◆ READING TEXT ◆
Auckland Philharmonia Orchestra launched its main New Zealand Herald Premier series with John Rimmer's Vulcan, a fanfare it commissioned 18 years ago.
Hurtling strings, piercing woodwind with foreboding brass and percussion invoked appropriately seismic blasts.
Tchaikovsky's First Piano Concerto is play-safe programming, but warhorses can reveal surprises with a soloist of Frank Dupree's stature. The German pianist dispensed glitter and fire with a dizzying blur of hands while poetry was paramount in the first movement cadenza.
Giordano Bellincampi and Dupree created a gladiatorial sense of contest in this massive first movement and, if the lyrical Andante pre-empted Rachmaninov, then the finale ignited almost Stravinskian fireworks.
Encore time was memorable with Dupree's improvisation on Somewhere over the Rainbow, melding cool elegance and jaunty stride, ending with a playful, and appreciated, Tchaikovsky quote.

(Pointing data for referring expressions)
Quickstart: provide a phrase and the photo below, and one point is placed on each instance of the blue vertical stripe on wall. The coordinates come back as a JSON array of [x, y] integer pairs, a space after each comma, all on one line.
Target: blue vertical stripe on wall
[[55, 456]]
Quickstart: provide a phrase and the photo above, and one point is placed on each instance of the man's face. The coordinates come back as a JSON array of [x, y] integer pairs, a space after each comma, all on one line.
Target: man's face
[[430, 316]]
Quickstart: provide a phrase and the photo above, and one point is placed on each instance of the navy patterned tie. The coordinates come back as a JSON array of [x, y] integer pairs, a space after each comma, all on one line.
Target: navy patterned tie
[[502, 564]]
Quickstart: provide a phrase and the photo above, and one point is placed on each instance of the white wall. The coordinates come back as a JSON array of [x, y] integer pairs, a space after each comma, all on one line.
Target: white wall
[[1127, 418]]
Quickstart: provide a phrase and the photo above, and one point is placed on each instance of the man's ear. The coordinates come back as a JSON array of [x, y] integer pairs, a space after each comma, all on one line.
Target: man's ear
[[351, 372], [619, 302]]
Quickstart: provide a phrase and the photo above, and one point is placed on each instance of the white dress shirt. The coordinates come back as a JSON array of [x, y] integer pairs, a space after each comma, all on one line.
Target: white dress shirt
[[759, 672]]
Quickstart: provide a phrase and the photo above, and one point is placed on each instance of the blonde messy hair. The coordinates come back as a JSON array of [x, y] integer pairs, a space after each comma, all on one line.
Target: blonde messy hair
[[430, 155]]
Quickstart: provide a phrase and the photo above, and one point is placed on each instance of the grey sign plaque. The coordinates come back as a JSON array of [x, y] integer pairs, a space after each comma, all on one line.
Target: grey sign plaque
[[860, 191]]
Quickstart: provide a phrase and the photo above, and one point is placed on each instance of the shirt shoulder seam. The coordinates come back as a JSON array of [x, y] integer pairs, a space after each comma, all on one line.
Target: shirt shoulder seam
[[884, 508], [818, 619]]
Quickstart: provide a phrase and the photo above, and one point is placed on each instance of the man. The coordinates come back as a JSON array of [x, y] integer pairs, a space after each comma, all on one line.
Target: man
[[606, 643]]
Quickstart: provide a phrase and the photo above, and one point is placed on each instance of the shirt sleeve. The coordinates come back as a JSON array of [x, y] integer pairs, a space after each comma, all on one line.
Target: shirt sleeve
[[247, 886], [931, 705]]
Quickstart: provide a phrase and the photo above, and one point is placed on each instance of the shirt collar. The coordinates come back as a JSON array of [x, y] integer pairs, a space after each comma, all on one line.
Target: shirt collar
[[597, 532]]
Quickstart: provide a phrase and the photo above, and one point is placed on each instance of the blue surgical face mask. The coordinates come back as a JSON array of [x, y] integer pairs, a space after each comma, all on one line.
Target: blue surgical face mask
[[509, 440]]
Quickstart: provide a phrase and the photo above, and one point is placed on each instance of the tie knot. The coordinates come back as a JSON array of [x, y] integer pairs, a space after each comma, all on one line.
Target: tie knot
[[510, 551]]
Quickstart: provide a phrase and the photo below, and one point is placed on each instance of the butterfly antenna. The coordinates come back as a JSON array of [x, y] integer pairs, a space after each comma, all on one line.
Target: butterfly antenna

◆ LIST OF TASKS ◆
(A) In the concert review, what tune did Frank Dupree improvise on for his encore?
(B) Continue the concert review with its next few sentences.

◆ RESULTS FOR THE EXERCISE ◆
(A) Somewhere over the Rainbow

(B)
After interval, watching Bellincampi deal with Richard Strauss was to see a conductor in rapturous accord with this lushest of music. The joie de vivre of the Rosenkavalier Suite was infectious, from surging waves of magnificent sound to oases of chamber music delicacy.
Till Eulenspiegel's Merry Pranks could be an accompaniment for an imaginary movie, tracing the trajectory of Strauss' hapless hero. Tonight, the APO's Music Director ensured that not a cue was missed, from Nicola Baker's cheeky theme tune to shapely epilogue and final hearty guffaw.